§ Extract provided
────────────────────────────────────────

Thenmerku Paruvakatru () is a 2010 Indian Tamil-language drama film written and directed by Seenu Ramasamy and produced by Shibu Issac. The film is named after a song composed by A. R. Rahman for the film, Karuthamma. It stars Vijay Sethupathi, Vasundhara Kashyap and Saranya Ponvannan in her 100th film, which won her Best Actress at National film Awards. The music was composed by N. R. Raghunanthan with cinematography by Chezhiyan and editing by Mu. Kasivishwanathan.

The film released on 24 December 2010 to moderate reviews and did average collections.

The film received mixed reviews, but was eventually featured at the 58th National Film Awards ceremony, where it was named the Best Feature Film in Tamil while Saranya Ponvannan and lyricist Vairamuthu were awarded the Best Actress and Best Lyricist prizes, respectively.

────────────────────────────────────────

§ Provided information
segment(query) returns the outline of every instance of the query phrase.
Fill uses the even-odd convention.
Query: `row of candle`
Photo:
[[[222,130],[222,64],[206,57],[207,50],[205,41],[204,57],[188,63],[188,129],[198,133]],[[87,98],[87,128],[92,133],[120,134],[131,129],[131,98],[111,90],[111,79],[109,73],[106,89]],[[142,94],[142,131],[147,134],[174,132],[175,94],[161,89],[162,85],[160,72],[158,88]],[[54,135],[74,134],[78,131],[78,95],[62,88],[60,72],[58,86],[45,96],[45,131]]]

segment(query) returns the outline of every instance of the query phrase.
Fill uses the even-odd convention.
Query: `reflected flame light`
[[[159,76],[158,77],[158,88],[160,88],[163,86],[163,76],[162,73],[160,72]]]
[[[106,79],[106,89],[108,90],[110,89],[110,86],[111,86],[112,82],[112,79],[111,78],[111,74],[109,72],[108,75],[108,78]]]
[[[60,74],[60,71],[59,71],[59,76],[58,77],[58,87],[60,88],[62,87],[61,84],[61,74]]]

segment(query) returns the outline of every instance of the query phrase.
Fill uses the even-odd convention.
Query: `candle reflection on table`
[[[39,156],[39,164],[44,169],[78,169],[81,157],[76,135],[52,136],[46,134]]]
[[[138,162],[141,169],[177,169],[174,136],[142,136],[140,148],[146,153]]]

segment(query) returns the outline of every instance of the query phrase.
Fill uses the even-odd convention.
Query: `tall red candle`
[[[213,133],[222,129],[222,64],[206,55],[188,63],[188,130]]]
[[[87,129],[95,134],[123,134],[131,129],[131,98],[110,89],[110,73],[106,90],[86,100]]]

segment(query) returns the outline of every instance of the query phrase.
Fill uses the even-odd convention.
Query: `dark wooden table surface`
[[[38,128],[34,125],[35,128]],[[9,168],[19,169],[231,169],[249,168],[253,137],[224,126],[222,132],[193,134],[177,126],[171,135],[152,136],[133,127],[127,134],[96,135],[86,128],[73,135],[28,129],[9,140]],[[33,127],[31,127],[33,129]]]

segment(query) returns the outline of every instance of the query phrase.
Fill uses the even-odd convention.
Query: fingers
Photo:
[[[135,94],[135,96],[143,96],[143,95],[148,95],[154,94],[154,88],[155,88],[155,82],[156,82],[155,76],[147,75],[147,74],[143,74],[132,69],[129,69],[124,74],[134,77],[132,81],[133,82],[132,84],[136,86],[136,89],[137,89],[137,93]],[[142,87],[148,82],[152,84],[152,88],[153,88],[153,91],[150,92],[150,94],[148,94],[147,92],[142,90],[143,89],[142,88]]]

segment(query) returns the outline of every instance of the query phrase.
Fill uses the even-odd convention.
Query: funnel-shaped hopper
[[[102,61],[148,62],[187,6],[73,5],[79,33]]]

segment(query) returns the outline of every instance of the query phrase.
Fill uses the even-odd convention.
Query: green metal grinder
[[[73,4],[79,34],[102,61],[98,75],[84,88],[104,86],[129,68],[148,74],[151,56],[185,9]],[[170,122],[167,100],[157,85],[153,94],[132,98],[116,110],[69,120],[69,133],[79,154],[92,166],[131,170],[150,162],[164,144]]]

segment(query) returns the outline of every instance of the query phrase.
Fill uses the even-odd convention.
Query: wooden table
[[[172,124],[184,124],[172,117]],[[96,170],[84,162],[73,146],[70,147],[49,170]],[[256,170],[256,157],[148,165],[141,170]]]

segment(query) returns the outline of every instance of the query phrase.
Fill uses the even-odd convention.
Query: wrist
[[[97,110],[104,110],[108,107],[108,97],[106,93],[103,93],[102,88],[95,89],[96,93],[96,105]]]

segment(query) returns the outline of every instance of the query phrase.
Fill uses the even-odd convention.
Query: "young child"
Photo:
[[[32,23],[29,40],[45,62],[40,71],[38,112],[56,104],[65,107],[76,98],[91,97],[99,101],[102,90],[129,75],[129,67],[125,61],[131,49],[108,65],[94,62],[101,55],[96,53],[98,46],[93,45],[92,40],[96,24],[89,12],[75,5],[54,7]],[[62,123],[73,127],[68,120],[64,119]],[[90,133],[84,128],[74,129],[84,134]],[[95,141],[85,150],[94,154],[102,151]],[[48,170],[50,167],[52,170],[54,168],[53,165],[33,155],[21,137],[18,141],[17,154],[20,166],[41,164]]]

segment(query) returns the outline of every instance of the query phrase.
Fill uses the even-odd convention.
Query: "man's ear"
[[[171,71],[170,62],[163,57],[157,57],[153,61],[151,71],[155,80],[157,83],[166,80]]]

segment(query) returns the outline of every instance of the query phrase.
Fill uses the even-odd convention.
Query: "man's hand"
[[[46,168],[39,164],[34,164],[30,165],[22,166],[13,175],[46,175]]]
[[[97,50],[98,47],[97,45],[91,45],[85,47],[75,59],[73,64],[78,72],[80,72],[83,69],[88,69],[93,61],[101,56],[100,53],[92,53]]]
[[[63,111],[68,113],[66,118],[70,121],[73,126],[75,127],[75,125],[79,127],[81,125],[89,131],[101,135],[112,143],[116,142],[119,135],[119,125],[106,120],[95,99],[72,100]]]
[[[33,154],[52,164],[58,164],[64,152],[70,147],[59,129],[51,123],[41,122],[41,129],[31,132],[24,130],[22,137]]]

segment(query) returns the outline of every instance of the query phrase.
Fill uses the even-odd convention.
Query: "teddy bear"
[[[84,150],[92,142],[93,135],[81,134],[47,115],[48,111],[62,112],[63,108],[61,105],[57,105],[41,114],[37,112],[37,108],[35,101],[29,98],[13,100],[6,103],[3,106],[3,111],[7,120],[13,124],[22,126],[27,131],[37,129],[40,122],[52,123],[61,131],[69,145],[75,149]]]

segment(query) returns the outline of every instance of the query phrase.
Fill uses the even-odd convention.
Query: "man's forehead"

────────────────────────────────────────

§ To-do list
#1 Extract the portion of the Thenmerku Paruvakatru passage above from "The film released" to "Lyricist prizes, respectively.", copying it word for word.
#2 According to the Thenmerku Paruvakatru passage, who handled the editing of the film?

§ Results for each task
#1
The film released on 24 December 2010 to moderate reviews and did average collections.

The film received mixed reviews, but was eventually featured at the 58th National Film Awards ceremony, where it was named the Best Feature Film in Tamil while Saranya Ponvannan and lyricist Vairamuthu were awarded the Best Actress and Best Lyricist prizes, respectively.

#2 Mu. Kasivishwanathan